Entrées enregistrées
================================

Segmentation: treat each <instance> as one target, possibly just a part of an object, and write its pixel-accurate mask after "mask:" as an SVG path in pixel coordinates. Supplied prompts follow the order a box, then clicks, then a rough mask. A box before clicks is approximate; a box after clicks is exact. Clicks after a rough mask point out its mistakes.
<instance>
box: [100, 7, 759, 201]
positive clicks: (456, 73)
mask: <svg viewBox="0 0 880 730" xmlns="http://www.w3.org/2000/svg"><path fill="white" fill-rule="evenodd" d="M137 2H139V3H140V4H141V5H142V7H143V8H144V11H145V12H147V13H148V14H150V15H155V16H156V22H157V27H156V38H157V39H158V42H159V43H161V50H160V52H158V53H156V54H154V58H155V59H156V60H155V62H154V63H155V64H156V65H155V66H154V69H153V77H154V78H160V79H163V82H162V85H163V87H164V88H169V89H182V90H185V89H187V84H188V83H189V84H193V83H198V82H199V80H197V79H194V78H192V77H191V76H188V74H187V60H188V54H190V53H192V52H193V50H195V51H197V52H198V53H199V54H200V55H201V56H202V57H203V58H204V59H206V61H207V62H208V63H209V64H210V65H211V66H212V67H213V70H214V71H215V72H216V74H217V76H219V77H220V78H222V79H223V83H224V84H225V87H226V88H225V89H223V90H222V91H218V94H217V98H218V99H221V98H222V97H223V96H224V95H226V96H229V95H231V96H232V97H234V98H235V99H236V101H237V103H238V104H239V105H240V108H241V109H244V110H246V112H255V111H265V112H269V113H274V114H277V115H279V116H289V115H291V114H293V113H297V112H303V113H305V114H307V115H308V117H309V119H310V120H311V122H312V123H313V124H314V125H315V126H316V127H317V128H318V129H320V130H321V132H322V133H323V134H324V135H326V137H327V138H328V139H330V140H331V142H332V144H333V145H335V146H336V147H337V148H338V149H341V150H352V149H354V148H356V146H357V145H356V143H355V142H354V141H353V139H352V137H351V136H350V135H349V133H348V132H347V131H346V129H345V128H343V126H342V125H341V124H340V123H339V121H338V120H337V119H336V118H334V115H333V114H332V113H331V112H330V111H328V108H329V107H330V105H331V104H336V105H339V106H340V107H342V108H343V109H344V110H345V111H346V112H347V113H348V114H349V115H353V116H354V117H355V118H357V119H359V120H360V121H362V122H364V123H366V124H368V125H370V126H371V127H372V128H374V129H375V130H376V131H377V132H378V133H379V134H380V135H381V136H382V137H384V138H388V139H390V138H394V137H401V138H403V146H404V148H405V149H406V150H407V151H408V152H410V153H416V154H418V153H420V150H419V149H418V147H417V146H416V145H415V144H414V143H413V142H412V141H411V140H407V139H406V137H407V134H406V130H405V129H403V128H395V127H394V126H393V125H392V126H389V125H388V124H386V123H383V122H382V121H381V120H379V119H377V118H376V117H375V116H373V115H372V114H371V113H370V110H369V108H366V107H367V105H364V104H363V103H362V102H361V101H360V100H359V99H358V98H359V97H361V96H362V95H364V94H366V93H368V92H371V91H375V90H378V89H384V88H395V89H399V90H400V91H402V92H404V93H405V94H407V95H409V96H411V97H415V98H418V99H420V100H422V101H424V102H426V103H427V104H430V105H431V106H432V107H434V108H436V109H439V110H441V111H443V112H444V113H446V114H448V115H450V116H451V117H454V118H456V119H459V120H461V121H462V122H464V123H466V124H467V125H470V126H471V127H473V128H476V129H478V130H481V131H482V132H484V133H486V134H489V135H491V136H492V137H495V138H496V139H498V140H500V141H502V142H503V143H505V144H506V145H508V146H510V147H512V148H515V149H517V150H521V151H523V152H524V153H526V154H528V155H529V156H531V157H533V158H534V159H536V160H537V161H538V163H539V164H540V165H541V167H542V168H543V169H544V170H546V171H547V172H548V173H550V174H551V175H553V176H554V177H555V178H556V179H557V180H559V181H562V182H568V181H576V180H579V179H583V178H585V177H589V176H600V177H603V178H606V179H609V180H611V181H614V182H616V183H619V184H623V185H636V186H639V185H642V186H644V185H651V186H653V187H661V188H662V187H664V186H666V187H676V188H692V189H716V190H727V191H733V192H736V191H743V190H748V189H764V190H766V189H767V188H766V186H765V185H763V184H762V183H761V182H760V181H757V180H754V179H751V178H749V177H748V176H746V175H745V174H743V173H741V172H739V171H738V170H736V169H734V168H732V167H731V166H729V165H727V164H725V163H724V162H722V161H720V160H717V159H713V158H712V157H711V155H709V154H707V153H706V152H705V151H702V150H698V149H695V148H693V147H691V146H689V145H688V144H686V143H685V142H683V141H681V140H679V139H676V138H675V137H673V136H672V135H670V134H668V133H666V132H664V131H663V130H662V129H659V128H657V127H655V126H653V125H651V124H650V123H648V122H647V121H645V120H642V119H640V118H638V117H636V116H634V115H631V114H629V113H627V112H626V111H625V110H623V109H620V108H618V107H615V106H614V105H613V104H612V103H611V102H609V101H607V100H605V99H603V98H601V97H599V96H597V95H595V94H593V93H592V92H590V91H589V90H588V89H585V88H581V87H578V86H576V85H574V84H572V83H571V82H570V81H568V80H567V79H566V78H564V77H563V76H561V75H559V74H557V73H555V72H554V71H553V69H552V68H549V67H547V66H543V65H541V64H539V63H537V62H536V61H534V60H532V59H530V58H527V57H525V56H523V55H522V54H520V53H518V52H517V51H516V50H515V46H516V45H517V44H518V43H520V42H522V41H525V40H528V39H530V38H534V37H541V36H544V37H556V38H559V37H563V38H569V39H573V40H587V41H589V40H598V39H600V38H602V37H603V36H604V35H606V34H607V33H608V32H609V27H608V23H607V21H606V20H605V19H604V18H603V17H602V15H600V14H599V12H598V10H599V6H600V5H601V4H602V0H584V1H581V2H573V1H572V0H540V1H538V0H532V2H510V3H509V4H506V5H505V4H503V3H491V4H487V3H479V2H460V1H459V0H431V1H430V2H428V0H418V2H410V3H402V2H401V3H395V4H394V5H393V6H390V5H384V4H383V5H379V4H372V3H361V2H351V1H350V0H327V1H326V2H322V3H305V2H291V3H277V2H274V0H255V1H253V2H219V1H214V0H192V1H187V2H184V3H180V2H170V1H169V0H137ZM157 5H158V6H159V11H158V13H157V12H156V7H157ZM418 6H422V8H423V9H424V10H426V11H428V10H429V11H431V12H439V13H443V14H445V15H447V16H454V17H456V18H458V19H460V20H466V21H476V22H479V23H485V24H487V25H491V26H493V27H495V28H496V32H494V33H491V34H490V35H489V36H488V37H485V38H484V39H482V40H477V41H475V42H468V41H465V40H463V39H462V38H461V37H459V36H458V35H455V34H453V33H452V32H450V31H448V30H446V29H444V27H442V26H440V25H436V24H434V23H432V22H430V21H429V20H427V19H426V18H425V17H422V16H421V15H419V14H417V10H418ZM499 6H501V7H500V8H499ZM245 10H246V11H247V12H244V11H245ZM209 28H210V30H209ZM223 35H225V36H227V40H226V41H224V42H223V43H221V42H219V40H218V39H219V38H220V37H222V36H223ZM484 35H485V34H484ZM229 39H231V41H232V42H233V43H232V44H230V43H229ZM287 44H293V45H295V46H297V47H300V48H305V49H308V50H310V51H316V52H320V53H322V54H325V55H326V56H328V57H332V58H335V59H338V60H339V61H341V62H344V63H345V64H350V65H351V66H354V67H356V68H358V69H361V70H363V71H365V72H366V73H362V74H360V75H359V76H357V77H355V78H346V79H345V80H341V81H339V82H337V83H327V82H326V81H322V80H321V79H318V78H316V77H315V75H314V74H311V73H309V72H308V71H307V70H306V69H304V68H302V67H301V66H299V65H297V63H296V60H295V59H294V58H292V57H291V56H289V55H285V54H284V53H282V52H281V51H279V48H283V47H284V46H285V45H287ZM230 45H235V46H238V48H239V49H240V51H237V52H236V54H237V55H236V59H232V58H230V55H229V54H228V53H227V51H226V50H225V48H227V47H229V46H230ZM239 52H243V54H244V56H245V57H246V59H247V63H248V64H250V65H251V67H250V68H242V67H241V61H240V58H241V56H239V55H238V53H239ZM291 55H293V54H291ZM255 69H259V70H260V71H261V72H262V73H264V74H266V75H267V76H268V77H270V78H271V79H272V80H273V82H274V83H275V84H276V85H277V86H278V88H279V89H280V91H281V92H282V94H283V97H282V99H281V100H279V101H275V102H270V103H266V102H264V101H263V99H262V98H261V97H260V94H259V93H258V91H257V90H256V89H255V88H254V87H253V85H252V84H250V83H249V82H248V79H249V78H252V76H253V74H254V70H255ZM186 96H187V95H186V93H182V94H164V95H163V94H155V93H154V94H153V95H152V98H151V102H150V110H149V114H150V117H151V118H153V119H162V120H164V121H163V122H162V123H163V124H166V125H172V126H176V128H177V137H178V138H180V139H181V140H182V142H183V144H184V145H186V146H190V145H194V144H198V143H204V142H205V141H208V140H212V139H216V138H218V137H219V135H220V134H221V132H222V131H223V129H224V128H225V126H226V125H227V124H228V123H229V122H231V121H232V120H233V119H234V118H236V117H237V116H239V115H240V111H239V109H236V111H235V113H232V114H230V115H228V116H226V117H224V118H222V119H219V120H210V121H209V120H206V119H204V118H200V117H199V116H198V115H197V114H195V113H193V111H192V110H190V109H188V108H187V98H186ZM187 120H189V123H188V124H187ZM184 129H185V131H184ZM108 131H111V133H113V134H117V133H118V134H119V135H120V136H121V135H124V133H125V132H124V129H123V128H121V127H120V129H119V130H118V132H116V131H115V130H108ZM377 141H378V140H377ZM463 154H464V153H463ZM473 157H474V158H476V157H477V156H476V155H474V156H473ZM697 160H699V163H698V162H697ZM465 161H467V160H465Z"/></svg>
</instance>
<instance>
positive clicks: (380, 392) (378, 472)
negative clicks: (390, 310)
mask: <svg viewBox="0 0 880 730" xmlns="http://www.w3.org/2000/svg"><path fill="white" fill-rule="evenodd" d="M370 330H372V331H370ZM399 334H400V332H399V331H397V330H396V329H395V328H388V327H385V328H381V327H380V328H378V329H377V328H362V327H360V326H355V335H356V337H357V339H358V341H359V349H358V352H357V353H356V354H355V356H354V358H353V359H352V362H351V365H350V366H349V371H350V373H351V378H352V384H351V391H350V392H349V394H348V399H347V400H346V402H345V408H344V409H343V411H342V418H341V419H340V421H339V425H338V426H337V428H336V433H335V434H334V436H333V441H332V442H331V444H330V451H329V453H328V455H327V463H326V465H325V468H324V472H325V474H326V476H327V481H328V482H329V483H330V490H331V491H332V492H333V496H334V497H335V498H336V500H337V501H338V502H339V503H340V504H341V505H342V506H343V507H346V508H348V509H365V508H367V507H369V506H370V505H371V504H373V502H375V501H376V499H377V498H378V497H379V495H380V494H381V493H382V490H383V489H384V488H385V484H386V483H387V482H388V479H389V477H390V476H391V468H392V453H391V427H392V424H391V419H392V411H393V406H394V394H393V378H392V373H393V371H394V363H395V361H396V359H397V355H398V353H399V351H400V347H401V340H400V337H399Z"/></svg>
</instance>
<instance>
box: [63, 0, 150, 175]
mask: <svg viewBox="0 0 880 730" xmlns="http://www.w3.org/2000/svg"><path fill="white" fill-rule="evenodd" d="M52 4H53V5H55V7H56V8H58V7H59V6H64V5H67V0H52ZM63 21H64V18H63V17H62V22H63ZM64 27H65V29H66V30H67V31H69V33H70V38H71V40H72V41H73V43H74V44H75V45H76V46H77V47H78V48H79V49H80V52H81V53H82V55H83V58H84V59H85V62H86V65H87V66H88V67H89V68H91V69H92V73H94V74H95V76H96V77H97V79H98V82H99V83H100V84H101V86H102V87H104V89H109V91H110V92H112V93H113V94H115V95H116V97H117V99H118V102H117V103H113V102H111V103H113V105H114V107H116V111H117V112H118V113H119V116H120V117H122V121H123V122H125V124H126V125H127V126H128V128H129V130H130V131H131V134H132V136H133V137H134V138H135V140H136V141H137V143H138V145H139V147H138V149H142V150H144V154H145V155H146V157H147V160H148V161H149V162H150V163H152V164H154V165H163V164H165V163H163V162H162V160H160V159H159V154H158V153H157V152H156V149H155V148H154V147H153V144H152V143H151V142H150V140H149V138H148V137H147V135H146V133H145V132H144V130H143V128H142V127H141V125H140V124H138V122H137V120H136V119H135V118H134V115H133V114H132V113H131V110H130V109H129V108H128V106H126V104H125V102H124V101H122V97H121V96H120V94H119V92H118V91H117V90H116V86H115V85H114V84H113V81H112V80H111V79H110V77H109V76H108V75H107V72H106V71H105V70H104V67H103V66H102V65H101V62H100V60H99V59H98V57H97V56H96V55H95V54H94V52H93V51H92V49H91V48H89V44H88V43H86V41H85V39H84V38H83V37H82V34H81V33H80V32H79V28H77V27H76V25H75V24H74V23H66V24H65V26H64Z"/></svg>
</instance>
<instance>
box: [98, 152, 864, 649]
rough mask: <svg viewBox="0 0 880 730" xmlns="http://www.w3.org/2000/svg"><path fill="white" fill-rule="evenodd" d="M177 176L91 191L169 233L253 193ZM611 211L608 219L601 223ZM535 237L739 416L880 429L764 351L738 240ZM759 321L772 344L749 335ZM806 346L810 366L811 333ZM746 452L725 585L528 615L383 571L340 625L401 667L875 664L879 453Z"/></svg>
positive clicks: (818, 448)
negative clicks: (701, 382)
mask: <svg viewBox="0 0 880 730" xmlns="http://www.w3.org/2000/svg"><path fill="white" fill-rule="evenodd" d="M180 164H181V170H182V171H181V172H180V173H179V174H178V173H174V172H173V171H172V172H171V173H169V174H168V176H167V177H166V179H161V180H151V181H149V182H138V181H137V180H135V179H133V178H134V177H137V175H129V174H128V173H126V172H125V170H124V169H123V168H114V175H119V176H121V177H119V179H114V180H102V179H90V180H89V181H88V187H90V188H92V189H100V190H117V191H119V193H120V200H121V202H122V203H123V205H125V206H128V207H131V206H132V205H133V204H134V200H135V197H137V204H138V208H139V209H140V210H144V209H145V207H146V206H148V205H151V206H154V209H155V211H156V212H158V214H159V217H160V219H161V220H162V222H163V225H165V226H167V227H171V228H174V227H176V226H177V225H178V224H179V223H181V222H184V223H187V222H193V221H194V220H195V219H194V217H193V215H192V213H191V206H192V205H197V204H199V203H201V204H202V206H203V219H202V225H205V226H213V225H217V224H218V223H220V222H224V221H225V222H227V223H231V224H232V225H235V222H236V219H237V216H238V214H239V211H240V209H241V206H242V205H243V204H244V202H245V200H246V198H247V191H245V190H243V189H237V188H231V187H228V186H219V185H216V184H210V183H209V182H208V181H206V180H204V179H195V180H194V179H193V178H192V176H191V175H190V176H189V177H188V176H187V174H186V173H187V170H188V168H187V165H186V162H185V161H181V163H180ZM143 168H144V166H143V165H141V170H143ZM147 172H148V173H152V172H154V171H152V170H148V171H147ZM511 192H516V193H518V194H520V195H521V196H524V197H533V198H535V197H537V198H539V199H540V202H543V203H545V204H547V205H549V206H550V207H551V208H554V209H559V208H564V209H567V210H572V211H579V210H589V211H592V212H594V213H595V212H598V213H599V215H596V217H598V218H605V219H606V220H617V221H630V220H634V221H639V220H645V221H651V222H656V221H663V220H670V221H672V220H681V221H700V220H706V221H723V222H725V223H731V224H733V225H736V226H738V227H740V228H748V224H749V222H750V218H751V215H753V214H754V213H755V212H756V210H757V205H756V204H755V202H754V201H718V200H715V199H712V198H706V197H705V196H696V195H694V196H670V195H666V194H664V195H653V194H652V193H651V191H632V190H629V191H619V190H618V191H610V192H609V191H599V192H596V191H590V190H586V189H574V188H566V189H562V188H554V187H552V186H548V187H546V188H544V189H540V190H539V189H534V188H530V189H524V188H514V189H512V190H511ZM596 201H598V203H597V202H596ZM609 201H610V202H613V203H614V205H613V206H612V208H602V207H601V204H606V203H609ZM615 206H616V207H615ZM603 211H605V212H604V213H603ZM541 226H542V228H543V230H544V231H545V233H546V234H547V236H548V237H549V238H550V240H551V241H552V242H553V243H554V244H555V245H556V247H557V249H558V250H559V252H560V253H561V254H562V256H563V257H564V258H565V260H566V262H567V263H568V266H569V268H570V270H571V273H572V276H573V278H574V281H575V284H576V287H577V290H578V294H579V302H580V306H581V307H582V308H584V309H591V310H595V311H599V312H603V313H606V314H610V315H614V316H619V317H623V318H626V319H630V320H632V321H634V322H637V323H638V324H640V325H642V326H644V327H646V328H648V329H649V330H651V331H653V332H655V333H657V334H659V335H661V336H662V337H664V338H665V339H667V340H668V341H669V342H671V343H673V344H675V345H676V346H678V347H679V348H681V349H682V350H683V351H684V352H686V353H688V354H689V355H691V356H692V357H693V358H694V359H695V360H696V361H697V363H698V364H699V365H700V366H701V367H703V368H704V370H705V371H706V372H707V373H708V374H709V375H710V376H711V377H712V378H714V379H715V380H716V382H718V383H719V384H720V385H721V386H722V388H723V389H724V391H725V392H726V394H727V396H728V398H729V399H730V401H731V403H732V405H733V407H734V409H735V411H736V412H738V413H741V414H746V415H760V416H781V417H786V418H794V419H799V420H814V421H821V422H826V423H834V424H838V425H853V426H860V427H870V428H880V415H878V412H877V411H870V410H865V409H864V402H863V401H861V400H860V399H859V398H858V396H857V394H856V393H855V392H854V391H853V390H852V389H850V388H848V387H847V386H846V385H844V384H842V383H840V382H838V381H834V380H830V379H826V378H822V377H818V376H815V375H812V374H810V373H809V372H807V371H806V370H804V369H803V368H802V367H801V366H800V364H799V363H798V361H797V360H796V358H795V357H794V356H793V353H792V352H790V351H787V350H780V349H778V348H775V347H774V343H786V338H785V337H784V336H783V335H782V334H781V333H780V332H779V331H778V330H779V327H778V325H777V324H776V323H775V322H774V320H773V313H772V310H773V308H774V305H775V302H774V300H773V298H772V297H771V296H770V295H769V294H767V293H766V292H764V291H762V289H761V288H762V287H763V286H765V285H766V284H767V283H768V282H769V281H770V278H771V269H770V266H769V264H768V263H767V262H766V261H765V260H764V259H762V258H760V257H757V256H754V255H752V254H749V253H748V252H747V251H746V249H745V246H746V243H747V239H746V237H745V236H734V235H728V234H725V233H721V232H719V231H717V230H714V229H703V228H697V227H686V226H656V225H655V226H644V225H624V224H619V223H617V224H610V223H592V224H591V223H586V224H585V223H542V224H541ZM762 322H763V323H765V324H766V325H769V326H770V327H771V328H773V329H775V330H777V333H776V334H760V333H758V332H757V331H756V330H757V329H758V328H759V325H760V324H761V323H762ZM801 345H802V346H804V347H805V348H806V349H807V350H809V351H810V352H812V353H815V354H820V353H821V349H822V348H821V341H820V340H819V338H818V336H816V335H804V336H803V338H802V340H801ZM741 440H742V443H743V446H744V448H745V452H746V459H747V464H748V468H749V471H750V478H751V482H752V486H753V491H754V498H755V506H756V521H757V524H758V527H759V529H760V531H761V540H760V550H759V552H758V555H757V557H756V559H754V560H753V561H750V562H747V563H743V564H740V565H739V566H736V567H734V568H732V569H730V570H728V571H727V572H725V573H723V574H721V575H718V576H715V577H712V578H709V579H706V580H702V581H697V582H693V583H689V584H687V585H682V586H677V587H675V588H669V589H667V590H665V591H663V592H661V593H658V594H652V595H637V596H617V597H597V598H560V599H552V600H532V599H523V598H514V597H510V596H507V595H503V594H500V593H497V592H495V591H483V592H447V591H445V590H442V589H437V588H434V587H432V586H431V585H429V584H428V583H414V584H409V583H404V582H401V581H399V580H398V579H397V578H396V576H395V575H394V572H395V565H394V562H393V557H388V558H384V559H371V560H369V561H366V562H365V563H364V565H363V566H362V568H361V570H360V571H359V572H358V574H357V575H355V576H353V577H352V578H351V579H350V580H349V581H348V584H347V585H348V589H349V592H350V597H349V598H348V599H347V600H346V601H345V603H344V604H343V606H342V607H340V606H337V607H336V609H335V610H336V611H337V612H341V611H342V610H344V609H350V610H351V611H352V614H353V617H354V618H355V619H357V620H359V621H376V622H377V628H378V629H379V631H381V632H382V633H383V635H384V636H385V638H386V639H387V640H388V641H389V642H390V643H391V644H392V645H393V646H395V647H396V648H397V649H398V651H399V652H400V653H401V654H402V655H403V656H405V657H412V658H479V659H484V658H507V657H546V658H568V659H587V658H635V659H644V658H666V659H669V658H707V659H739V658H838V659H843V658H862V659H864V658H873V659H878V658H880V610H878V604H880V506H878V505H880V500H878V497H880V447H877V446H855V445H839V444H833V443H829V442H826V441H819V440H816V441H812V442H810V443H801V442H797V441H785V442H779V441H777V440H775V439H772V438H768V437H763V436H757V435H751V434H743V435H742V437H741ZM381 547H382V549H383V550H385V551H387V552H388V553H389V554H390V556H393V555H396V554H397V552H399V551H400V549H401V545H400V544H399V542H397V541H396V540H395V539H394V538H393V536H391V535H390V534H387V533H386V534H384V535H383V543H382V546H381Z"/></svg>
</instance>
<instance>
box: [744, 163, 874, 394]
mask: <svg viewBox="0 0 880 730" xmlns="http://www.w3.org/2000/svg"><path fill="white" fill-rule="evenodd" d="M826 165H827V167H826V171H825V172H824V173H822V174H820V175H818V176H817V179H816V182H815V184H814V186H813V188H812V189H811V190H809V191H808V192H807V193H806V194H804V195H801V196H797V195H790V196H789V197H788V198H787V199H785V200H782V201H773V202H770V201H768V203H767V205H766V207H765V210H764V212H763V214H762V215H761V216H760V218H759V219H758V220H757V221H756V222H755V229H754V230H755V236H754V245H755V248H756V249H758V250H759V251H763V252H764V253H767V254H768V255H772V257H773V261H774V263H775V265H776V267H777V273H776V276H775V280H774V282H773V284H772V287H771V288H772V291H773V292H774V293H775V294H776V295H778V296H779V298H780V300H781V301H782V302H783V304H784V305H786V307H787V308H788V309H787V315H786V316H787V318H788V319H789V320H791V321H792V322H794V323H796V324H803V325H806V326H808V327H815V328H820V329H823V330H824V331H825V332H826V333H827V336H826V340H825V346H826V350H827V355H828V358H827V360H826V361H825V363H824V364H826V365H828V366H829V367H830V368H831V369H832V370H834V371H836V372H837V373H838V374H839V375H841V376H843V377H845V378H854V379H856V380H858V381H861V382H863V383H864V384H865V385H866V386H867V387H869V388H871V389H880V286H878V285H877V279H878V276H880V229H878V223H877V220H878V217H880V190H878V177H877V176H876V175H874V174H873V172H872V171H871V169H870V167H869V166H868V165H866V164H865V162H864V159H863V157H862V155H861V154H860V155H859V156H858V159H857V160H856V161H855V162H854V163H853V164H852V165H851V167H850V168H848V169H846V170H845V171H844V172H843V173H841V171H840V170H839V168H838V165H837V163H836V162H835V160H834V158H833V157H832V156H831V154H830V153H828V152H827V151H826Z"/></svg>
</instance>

================================

> [OBJECTIF DE L'EXERCICE]
Extrayez chacune des lignes qui contiennent la chaîne "rough", en tenant compte de la casse.

> [RÉPONSE RÉDIGÉE]
Segmentation: treat each <instance> as one target, possibly just a part of an object, and write its pixel-accurate mask after "mask:" as an SVG path in pixel coordinates. Supplied prompts follow the order a box, then clicks, then a rough mask. A box before clicks is approximate; a box after clicks is exact. Clicks after a rough mask point out its mistakes.
rough mask: <svg viewBox="0 0 880 730" xmlns="http://www.w3.org/2000/svg"><path fill="white" fill-rule="evenodd" d="M177 176L91 191L169 233L253 193ZM611 211L608 219L601 223ZM535 237L739 416L880 429L764 351L738 240ZM759 321L772 344L749 335ZM806 346L810 366L811 333ZM746 452L725 585L528 615L383 571L340 625L401 667L875 664L879 453Z"/></svg>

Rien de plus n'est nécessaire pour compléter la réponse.